→ STATED EXERCISE
The lines to extract start at the one containing "Where in the photo above can the shovel" and end with the last line; give them exactly and nothing more.

═════ EXTRACTED MATERIAL ═════

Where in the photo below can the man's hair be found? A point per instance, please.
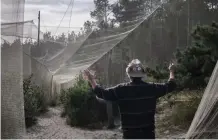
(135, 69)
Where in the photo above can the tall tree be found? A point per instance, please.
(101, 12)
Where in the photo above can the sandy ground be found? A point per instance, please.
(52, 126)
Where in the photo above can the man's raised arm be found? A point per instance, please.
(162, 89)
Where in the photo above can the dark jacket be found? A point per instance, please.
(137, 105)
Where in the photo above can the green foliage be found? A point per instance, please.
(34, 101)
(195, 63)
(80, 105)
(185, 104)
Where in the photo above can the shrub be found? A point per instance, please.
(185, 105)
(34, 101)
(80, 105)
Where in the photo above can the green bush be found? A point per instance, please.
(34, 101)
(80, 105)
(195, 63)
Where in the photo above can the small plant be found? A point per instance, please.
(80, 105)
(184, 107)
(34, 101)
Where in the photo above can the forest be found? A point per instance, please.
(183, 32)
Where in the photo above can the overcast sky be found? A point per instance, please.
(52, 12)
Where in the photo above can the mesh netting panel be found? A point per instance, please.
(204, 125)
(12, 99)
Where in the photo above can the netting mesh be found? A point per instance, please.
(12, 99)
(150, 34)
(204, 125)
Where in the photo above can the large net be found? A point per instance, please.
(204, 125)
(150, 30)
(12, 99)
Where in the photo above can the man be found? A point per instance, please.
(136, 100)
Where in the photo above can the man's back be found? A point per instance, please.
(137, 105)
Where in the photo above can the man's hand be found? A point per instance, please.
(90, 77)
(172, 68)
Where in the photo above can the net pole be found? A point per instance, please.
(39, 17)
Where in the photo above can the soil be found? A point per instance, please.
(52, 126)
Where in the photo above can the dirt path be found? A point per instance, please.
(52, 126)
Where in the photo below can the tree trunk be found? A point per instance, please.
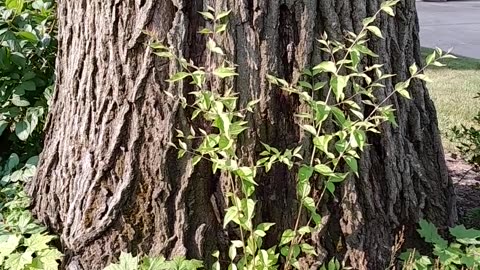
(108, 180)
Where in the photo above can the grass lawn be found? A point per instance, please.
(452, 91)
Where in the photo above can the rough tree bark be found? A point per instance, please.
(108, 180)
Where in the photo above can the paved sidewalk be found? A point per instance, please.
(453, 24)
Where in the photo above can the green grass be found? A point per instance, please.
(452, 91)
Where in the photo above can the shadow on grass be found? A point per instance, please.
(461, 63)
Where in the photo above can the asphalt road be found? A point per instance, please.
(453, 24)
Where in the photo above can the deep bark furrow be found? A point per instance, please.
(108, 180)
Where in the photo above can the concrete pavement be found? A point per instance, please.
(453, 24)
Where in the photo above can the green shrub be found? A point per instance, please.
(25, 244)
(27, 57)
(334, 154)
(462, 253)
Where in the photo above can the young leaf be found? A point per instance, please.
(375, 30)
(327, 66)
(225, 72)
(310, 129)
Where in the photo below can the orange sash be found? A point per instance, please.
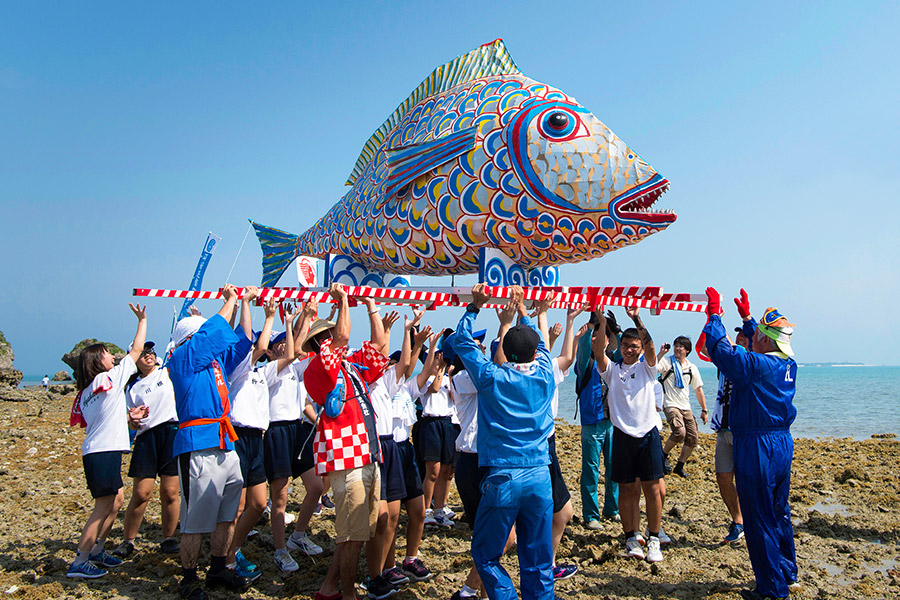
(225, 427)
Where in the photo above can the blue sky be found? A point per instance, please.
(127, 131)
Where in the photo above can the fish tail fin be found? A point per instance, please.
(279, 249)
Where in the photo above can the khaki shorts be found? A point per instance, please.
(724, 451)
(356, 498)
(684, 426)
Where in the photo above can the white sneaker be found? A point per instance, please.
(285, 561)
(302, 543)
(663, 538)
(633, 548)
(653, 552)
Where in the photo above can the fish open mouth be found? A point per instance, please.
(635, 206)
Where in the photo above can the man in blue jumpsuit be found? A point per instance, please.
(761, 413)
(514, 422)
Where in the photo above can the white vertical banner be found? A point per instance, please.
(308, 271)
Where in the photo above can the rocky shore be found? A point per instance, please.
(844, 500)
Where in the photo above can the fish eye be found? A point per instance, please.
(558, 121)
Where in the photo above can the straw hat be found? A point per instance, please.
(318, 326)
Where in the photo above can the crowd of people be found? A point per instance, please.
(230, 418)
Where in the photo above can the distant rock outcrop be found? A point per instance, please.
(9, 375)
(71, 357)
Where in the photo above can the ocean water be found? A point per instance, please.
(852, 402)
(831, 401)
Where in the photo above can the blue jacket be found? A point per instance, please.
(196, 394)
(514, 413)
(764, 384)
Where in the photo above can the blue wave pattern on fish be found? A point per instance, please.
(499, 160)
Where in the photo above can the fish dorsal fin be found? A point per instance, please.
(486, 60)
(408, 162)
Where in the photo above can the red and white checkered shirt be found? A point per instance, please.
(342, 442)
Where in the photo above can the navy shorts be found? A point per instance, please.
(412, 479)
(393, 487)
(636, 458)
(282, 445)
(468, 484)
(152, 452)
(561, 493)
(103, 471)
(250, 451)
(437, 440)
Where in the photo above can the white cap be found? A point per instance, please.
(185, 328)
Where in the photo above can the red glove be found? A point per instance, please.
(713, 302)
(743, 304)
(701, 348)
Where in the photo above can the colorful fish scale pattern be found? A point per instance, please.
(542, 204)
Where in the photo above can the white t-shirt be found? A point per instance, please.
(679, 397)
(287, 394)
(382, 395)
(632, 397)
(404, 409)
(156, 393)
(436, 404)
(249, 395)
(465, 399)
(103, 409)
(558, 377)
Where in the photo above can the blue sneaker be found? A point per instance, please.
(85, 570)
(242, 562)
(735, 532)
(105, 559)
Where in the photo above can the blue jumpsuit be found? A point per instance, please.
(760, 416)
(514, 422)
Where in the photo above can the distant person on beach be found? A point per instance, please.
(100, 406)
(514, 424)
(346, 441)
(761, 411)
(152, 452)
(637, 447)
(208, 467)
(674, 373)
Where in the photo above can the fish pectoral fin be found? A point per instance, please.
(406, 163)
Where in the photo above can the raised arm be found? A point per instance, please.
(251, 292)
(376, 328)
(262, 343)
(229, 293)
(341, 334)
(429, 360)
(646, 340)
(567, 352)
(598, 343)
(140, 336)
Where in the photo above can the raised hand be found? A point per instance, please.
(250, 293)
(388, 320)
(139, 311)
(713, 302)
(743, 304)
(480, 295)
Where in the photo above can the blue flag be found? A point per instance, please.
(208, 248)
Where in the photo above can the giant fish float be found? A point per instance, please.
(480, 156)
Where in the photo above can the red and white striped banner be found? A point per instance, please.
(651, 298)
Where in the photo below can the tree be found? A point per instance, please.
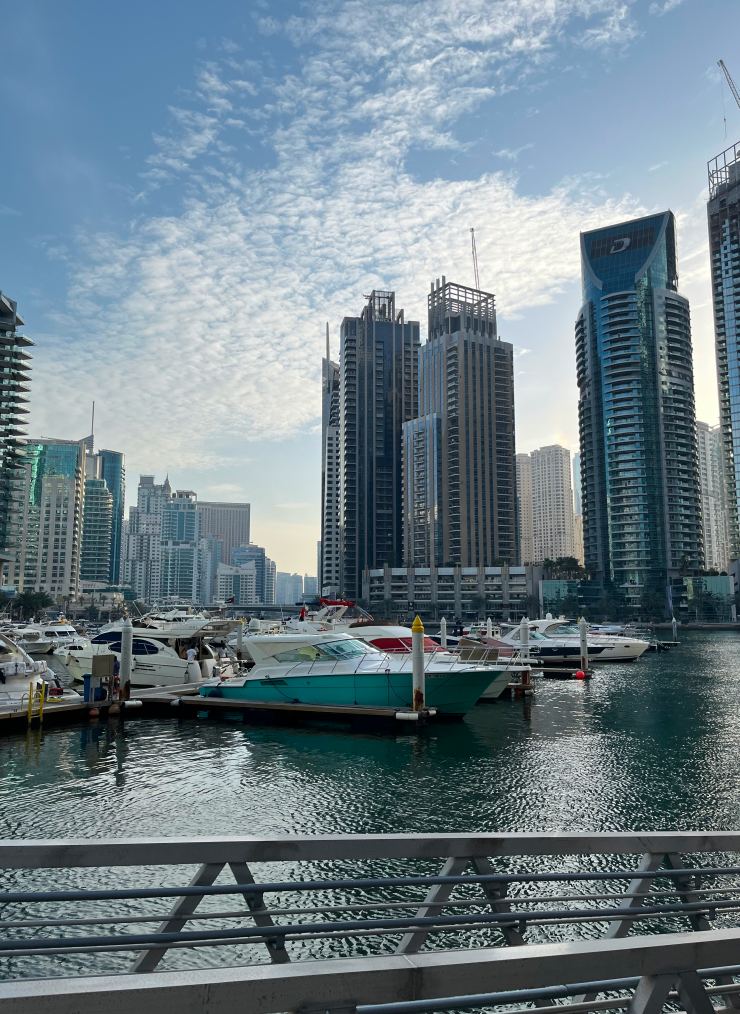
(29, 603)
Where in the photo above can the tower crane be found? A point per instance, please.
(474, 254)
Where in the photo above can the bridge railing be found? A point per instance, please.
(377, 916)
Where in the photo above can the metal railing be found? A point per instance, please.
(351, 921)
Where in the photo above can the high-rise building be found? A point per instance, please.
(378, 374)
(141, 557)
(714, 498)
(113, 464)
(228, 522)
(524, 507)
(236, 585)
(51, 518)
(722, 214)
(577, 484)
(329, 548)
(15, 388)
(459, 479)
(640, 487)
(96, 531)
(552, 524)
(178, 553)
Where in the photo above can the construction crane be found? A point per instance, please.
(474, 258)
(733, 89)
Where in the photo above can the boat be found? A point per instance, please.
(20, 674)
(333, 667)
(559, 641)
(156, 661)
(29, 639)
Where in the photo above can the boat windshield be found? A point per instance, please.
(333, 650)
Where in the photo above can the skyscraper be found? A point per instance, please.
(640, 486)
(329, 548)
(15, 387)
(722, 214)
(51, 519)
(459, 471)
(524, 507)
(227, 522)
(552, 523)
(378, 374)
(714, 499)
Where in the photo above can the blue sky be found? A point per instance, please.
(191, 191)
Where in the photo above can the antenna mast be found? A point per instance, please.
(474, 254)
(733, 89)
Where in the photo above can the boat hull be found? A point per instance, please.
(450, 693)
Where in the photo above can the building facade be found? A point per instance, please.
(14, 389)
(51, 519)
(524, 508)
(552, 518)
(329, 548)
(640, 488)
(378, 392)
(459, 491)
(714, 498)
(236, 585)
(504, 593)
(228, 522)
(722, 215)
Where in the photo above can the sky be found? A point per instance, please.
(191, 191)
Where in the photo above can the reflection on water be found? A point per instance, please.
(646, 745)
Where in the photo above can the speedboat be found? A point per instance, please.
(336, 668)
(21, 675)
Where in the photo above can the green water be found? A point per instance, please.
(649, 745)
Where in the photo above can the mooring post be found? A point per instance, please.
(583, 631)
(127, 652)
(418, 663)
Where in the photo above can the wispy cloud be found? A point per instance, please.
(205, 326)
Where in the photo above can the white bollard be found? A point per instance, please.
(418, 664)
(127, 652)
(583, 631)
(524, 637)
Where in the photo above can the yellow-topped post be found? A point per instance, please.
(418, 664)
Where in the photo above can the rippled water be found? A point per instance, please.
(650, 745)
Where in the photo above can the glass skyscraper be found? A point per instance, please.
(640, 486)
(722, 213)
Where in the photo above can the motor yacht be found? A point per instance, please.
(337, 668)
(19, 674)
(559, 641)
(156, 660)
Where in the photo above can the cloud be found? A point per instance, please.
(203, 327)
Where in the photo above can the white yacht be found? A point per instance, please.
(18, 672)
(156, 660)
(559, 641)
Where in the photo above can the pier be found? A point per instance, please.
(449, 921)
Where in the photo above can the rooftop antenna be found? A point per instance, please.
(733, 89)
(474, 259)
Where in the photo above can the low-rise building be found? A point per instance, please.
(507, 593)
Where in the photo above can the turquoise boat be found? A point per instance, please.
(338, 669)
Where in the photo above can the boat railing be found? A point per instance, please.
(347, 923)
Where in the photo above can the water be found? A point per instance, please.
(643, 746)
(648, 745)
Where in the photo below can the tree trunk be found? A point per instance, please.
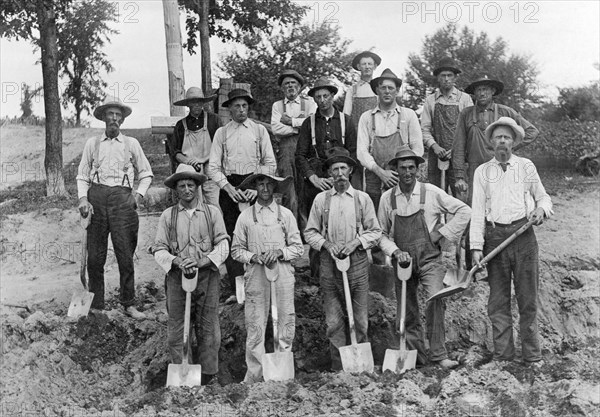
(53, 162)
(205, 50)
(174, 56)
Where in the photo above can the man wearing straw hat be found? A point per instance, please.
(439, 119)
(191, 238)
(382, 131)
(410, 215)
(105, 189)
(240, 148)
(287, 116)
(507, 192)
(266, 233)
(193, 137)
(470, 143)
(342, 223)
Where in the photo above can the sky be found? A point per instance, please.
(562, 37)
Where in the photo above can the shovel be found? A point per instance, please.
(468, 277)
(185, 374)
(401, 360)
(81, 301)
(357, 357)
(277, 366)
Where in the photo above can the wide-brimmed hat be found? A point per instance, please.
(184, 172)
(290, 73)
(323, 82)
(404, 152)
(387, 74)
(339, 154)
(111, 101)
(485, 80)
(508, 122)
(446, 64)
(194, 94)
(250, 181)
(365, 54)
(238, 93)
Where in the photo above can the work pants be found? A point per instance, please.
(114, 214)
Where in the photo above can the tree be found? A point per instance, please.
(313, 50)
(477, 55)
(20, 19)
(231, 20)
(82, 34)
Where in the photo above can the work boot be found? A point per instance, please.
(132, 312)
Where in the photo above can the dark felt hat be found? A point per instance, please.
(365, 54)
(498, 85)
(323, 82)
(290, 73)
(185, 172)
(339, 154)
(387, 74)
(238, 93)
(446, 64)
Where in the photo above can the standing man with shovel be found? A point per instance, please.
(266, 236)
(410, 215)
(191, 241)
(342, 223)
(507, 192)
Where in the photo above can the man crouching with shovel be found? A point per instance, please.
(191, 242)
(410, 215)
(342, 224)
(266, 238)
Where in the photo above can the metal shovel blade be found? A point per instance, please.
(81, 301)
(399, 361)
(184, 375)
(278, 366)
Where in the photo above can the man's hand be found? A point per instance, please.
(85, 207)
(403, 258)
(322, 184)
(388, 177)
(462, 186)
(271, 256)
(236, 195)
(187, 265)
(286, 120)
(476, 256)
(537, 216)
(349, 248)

═════

→ RESPONSE
Where in the photo above can the shovel be found? A point per instance, please.
(468, 277)
(185, 374)
(401, 360)
(81, 301)
(357, 357)
(277, 366)
Where in the photo above can the wide-brimmed hat be found? A point per instance, please.
(184, 172)
(290, 73)
(323, 82)
(404, 152)
(387, 74)
(339, 154)
(111, 101)
(485, 80)
(508, 122)
(446, 64)
(194, 94)
(250, 181)
(365, 54)
(238, 93)
Where in the photo above can the work pants be found? A point per instance, please.
(114, 214)
Where in the photo above can the tree be found? A point per instance, please.
(313, 50)
(477, 55)
(20, 19)
(231, 20)
(82, 34)
Where in the photo above can the work boot be found? A point per instance, please.
(132, 312)
Where in the photo above can the dark felt hat be found? A point per instance, please.
(365, 54)
(498, 85)
(323, 82)
(290, 73)
(185, 172)
(339, 154)
(387, 74)
(238, 93)
(446, 64)
Where in the photo above can the standing man with shovel be found? A point per instance, please.
(266, 236)
(410, 215)
(191, 241)
(342, 223)
(507, 192)
Where in the photo above can the man crouching with shovel be found? A point per instance, please.
(191, 242)
(410, 215)
(342, 224)
(266, 238)
Where in the photo above can the metal shovel blade be found? A point per instance, please.
(81, 301)
(399, 361)
(184, 375)
(278, 366)
Where in the photo above can the man's hand be found? A point per instance, please.
(85, 207)
(403, 258)
(322, 184)
(388, 177)
(462, 186)
(271, 256)
(236, 195)
(187, 265)
(286, 120)
(476, 256)
(537, 216)
(349, 248)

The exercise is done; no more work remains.